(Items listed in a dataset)
——————————
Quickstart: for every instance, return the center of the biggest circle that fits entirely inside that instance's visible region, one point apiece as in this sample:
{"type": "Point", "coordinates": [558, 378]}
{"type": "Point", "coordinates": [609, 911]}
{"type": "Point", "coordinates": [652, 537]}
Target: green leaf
——————————
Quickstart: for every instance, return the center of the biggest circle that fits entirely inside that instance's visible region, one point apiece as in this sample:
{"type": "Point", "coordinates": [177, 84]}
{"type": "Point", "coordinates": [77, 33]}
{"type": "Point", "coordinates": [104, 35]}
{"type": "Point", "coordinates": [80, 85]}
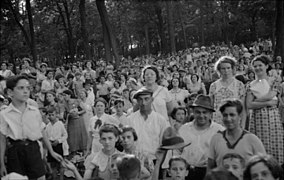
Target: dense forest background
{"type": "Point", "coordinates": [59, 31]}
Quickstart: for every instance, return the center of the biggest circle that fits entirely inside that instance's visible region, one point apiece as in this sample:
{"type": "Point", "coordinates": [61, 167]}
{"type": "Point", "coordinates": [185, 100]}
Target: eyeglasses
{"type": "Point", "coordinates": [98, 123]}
——————————
* What needs to be done:
Report each line of the records above that contains the string "Target", treating uppercase and lowercase letters as different.

* Answer to this problem:
Target: green leaf
Target: dense forest background
Target: eyeglasses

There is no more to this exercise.